# [Task to carry out]
Set down each entry from the block beneath, exactly as written.
========================
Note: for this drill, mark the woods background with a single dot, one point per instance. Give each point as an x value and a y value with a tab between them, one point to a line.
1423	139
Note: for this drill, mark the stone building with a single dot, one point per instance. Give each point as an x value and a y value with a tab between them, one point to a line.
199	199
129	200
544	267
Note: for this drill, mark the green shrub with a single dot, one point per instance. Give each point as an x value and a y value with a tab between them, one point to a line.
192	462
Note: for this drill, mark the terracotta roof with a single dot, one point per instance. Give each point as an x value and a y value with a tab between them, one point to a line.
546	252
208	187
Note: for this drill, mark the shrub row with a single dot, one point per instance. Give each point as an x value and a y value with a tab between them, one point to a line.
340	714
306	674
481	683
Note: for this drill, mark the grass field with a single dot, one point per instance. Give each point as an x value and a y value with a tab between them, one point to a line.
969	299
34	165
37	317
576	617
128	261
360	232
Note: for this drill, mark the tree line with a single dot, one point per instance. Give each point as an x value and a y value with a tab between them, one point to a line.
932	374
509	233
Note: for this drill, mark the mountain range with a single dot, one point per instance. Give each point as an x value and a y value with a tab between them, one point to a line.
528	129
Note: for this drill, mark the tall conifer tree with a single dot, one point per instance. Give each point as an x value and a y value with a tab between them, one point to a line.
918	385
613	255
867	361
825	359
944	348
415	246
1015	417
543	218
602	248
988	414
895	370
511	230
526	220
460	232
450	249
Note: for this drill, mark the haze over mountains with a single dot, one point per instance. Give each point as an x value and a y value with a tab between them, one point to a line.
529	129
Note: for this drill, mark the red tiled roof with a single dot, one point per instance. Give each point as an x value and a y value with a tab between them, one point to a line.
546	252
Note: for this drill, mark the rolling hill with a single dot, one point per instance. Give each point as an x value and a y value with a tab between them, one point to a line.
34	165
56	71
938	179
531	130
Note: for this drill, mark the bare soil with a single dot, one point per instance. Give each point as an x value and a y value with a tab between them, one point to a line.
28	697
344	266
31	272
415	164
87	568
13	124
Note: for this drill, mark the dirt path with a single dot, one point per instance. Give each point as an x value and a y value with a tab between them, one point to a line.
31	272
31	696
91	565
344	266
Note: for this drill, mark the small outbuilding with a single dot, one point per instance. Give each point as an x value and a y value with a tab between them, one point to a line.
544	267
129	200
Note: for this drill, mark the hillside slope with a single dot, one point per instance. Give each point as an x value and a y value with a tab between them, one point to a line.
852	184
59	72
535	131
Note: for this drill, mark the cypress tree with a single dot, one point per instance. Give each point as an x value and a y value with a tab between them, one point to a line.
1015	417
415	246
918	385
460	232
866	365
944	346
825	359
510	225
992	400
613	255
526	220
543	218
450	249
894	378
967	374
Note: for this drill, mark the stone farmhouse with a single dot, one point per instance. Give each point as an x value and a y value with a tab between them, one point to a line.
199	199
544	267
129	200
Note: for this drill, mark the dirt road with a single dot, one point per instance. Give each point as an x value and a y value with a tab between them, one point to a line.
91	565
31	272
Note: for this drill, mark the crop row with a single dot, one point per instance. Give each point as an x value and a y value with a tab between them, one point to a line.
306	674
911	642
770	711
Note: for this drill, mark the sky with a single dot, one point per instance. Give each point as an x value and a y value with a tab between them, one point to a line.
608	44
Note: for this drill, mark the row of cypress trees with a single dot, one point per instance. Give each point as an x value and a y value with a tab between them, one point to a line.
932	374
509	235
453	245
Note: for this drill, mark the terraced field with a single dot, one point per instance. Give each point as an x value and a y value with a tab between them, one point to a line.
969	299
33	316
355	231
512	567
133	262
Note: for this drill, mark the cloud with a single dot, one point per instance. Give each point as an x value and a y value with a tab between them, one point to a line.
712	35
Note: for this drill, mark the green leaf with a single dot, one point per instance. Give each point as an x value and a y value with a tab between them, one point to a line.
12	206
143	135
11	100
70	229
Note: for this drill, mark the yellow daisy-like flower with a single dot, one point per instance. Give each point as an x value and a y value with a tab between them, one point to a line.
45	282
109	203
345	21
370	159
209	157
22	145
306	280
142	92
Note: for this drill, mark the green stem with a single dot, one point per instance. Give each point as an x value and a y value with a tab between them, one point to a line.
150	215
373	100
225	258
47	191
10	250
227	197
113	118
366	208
========================
# [The result]
Note: for this drill, mark the woods background with a single dot, one point per instance. Give each point as an x value and a y value with a tab between them, one point to a line.
1423	139
Note: for this drill, mark the stone building with a single dot, one point per instance. Give each point as an x value and a y value with a tab between them, one point to a line.
199	199
129	200
544	267
Note: for this drill, mark the green shrub with a single dot, one point per instance. Give each point as an x value and a y value with a tab between them, one point to a line.
192	462
Note: for this drill, mark the terracotta roof with a single dot, one point per instance. Give each point as an x value and a y value with a tab between them, one point to a line.
546	252
208	187
Note: for this drill, mark the shrub row with a single dot, one point per instance. Give each point as an x value and a y value with a tab between them, one point to a line.
340	714
306	674
481	683
Note: for this drill, mark the grass field with a single dot, one point per instance. Give each point as an x value and a y value with a tab between them, one point to a line.
969	299
34	165
37	317
576	617
128	261
360	232
Note: for this drill, mark the tree line with a single dot, one point per instance. Give each point as an x value and a y value with a tab between them, one point to a line.
932	374
509	233
Note: for this drill, mark the mountain range with a single dot, one point per instance. Give each point as an x value and a y value with a tab between them, one point to a line.
528	129
Note: for this drill, mark the tall conifer tree with a single dot, one point per instance. Give each point as an x value and a y value with a tab between them, one point to a line.
918	385
613	255
867	361
825	359
944	348
415	246
1015	417
543	218
602	248
988	414
895	370
511	230
526	220
460	232
450	249
Note: for this drill, mark the haze over mountains with a single dot, one point per instance. Give each point as an x value and a y value with a tab between them, one point to a line.
529	129
Note: for this drill, mark the red tiled roof with a single dot, one point per instance. Give each point as an x value and a y value with a tab between them, one point to a line.
546	252
Note: for this drill, mark the rolling hill with a single dot, one point per instance. Give each point as an x value and a y value with a tab between them, one point to a line.
34	165
56	71
938	179
531	130
Note: for this drill, mark the bare soil with a single dot, one point per instance. Give each point as an x value and a y value with a tab between them, one point to a line.
28	697
344	266
31	272
415	164
87	568
13	124
Note: for this drill, mark the dirt path with a single dot, one point per instance. Give each point as an x value and a y value with a tab between them, one point to a line.
31	272
31	696
91	565
344	266
Note: for this drill, mark the small outbuilding with a single dot, one point per instance. Give each point as an x value and a y value with a tab between them, one point to a line.
544	267
129	200
Note: for this drill, mark the hillside slope with a single dot, one point per instance. Give each point as an x value and a y value with a tab between them, one point to a line.
852	184
59	72
535	131
Note: for this drill, mark the cypress tree with a single dot, one point per instance. Give each point as an x value and a y value with a tab between them, one point to a line.
1015	417
415	246
918	385
460	232
866	365
944	346
825	359
510	225
992	400
613	255
526	220
543	218
450	249
894	378
967	374
Note: for this drill, mark the stone farmhouse with a single dot, one point per instance. Give each point as an x value and a y value with a tab between them, one point to a line.
199	199
544	267
129	200
Note: for this drill, mark the dirt road with a single dot, one point per instance. Give each point as an x value and a y value with a tab between them, one point to a line.
91	565
31	272
Note: for this drill, mark the crop row with a single dot, one point per instance. Give each point as an x value and a y value with a tab between them, one point to a line.
306	674
911	642
770	711
Note: for this drill, mark the sky with a single dot, one point per instance. Give each point as an x value and a y value with a tab between them, one point to a line.
608	44
Note: for this drill, mark the row of cypress trees with a single dot, one point per instance. Give each point as an x value and a y value with a tab between them, one point to a line.
932	374
509	235
453	245
Note: for this drill, mark the terraced field with a single dot, one point per instance. Give each point as an x value and a y value with a tab between them, one point to a line.
969	299
33	316
355	231
512	567
133	262
Note: for this drill, mark the cloud with a single dot, one point per instance. Give each point as an x value and a y value with a tab between them, one point to a line.
712	35
Note: for this drill, mark the green leaf with a single dot, one point per instance. Give each point as an x value and a y value with a tab between them, one point to a line.
12	206
143	135
11	100
70	229
Note: for this drill, mark the yellow daisy-like flower with a single dot, one point per instance. Give each point as an x value and a y value with a tab between them, one point to a line.
45	282
109	203
345	21
370	159
209	157
22	145
306	280
142	92
Note: for this drill, mark the green stem with a single dot, one point per instance. Give each point as an x value and a y value with a tab between them, one point to a line.
150	215
373	100
225	258
47	191
10	250
227	197
113	118
366	208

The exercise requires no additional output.